A summary of the number of programs, plots and peaks applied to this one molecule is shown below – and it represents the sum total of the data image processing, signal processing, and quick peak counts from citizen scientists, as well as the 100 or so counts of my own, from each image.

Abbreviations:
Image processing programs: psd=Photoshop (proprietary, Photoshop 6 and Photoshop 2021; cpp=corelPhotoPaint (proprietary – raster graphics program, CorelPhotoPaint x5 and 2019); cdr=corelDRAW (proprietary vector graphics program, CorelDRAW x5 and 2019 where the  image adjustment menu was used); gw=Gwyddion, a multiplatform modular free software for visualization and analysis of data from scanning probe microscopy techniques, used here ONLY for image processing; paint=Paint.net (free, open source raster graphics program); gimp=GIMP GNU Image Manipulation Program (free, opensource); inkscape= Inkscape.org (free and open source) vector graphis program; Octave/Matlab (Octave is free and open source) used briefly for image processing (separate from signal processing, limited to 3 plots total, as this was a super cumbersome way to process images). ImageJ, used for both image processing and excel plots (ImageJ is a Java-based image processing program developed at the National Institutes of Health and the Laboratory for Optical and Computational Instrumentation)(free). I added a column of counts of my own, made from each processed image as well (my peak counts).
Signal processing apps:
batchprocess  (Aaron Miller’s app for batch processing excel files using  the Lag, Threshold, Influence (open source library); Octave/Matlab (various settings for FindPeaksPlot, AutoFindPeaksPlot, Ipeaks)(check out Thomas O’Haver’s website); scipy, (Daniel Miller’s app for peak finding using Prominence Distance Width Threshold Height (Sci/Python open source library); Two excel peak finding templates – 1) PeakDetectionTemplate.xlsx and 2) PeakValleyDetectionTemplate.xlsx (Thomas O’haver).  Many variations for amplitude threshold, slope threshold, lag, distance, width, smoothing and many others) were used in signal processing.

**DATA RECORDS**
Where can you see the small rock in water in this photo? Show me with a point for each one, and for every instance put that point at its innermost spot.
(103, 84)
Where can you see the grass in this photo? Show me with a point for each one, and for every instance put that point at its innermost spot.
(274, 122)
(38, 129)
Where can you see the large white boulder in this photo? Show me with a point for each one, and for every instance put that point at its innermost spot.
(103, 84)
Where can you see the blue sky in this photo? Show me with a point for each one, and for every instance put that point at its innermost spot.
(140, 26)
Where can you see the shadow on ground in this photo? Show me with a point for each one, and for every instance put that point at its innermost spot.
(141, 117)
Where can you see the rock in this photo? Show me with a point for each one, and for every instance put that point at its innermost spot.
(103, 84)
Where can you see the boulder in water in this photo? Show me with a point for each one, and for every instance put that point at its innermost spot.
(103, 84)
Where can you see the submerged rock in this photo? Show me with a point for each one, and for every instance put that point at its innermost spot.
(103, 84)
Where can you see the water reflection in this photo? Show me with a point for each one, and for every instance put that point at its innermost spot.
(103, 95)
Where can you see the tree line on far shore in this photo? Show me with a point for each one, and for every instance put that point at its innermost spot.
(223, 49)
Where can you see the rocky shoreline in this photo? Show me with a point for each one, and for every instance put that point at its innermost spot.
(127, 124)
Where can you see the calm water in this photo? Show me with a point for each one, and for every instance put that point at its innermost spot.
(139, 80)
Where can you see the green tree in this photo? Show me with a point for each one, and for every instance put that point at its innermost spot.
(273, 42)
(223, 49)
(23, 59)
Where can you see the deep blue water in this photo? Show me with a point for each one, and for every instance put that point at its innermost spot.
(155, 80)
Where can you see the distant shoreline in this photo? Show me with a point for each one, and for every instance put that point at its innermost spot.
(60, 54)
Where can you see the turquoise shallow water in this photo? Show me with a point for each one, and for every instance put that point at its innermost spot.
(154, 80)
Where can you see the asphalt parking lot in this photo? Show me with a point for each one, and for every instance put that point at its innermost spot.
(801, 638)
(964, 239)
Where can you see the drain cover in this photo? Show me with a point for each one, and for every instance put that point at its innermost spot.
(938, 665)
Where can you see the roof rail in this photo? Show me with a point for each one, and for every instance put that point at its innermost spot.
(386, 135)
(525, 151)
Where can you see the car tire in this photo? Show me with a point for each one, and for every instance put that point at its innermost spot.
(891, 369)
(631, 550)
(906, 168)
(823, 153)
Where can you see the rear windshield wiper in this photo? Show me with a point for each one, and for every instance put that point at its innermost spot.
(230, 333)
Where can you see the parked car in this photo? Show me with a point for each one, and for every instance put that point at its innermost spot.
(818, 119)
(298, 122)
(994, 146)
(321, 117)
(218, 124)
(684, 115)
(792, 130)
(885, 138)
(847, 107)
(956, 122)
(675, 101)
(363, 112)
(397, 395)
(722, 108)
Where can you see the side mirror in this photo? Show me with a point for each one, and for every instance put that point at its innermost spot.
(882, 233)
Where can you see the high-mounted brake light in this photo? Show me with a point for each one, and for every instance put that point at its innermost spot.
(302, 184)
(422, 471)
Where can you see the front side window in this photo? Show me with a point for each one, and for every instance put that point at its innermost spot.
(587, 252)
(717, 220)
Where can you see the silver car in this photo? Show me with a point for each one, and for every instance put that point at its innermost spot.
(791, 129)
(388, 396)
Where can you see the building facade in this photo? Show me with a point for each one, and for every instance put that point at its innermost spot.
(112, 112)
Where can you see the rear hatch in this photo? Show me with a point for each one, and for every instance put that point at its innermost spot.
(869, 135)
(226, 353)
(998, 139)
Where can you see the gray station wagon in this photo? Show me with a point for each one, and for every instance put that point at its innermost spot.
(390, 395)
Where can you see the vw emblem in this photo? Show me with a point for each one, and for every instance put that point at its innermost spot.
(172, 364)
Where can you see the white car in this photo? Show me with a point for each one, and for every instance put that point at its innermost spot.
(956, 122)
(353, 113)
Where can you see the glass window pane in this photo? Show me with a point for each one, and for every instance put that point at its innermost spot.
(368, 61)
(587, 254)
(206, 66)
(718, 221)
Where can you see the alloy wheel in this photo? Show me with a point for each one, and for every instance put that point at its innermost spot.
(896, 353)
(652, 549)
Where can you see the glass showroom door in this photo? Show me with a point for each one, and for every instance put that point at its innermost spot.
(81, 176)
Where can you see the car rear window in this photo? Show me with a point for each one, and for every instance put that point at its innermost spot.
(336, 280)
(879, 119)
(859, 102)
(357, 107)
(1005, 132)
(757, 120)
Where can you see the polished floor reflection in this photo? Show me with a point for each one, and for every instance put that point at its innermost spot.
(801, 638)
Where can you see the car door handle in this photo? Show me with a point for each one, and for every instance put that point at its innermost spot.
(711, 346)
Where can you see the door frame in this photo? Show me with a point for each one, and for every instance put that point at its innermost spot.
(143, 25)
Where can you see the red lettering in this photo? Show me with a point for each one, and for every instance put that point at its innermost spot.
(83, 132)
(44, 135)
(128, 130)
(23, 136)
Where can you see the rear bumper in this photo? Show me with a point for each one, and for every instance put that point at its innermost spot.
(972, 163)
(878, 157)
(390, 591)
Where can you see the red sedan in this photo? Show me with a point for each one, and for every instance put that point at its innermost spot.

**SET PROBLEM 1**
Please find every entry line that contains the word "water" and copy each one.
**SET PROBLEM 2**
Continue the text on image and signal processing programs, starting after its last sentence.

**FINAL ANSWER 1**
Where can you see the small rock in water in this photo? Show me with a point for each one, and for every instance put that point at its innermost spot.
Where can you see the boulder in water in this photo? Show me with a point for each one, and for every instance put that point at its innermost spot.
Where can you see the water reflection in this photo? Show me with a point for each one, and for every instance put that point at its innermost spot.
Where can you see the calm water in this photo? Show me with a point for each one, and for every instance put that point at its innermost spot.
Where can you see the deep blue water in this photo? Show me with a point for each one, and for every instance put that point at its innermost spot.
Where can you see the turquoise shallow water in this photo? Show me with a point for each one, and for every instance put that point at its innermost spot.

**FINAL ANSWER 2**
Citizen science:  Peak counts in a single set of plots of this dodecamer were obtained from a group of friends and family, ages 8 – 78. I did not include my counts in this category as they numbered in the hundreds, not just one set of plots as the former.

Below is just a summary of the number of trimers plotted, in each of the above image and signal processing programs.


Summary of all counts of 2 hexamers, one dodecamer

My counts from the image as processed dozens of times with dozens of filters with the 12 vector and raster imaging programs produced the most consistent results, but very similar to my own counts of the actual excel plots generated by a trace through the center of the hexamers (2 trimers) were found in a manual count of the peaks of plots made in ImageJ.  Both image processing filters and signal processing algorithms have a huge impact on the variation (var) and the min, and max of the number of peaks counted (judgement is required).
It is worth noting that my counts of peaks from the images is the the lowest, meaning to me that processing might be a good backup for confirming what is seen by eye. – In fact, the reason for this study was that I saw a pattern in the peaks (mine more detailed and specific than the pattern reported in the literature), and I wondered if it was provable.

I doubt adding more peak counts to this data is going to change much (LOL). So now, the approach is to separate out the filters, masks, and algorithms which best fit the mean and median.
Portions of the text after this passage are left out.